Transfer the lines from the one containing "Reviewer note: make sure every instance of the blue" through the end of the lines, inclusive, adding -79 to both numbers of every coordinate pair listed after the "Query:" line and copying all other lines unchanged.

▸ **RECORDS PROVIDED**:
+++

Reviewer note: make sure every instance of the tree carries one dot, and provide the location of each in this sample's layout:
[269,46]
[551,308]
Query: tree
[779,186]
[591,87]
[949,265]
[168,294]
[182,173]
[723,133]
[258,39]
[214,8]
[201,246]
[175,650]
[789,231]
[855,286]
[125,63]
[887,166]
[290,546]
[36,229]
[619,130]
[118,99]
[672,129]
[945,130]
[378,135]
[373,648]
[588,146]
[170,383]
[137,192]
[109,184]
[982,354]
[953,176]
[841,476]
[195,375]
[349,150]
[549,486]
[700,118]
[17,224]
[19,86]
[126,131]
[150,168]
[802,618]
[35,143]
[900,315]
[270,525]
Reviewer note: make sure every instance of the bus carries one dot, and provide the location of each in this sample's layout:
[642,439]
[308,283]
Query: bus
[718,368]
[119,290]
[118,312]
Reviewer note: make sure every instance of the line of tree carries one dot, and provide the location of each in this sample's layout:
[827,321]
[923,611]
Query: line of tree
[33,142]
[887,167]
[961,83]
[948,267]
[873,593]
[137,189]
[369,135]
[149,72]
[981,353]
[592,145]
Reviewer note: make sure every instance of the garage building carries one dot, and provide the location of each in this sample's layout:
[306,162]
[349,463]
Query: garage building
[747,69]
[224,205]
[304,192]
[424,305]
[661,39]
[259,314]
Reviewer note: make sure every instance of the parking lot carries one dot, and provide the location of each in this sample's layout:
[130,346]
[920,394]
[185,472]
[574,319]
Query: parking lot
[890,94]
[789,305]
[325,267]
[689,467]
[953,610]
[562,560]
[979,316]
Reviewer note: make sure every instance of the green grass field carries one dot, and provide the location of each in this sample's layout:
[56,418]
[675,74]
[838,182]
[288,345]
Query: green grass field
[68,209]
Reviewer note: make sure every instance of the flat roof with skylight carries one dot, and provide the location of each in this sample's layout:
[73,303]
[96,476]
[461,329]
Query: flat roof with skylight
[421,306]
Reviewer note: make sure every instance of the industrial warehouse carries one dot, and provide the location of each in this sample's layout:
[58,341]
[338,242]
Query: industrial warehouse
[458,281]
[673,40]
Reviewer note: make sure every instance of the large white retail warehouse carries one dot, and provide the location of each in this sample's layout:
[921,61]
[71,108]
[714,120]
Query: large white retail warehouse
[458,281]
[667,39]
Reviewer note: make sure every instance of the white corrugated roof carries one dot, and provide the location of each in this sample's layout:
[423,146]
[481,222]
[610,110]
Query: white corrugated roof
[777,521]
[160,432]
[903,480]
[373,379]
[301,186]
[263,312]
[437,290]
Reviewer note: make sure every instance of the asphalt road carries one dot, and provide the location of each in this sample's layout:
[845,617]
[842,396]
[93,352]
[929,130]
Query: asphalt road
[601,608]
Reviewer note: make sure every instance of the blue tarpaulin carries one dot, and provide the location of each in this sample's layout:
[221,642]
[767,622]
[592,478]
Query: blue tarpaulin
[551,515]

+++

▸ **COMPLETE ANSWER**:
Reviewer note: make sure every instance of the blue tarpaulin carries one dot, and provide the location of each in this sample's layout:
[221,642]
[767,622]
[592,478]
Query: blue tarpaulin
[472,436]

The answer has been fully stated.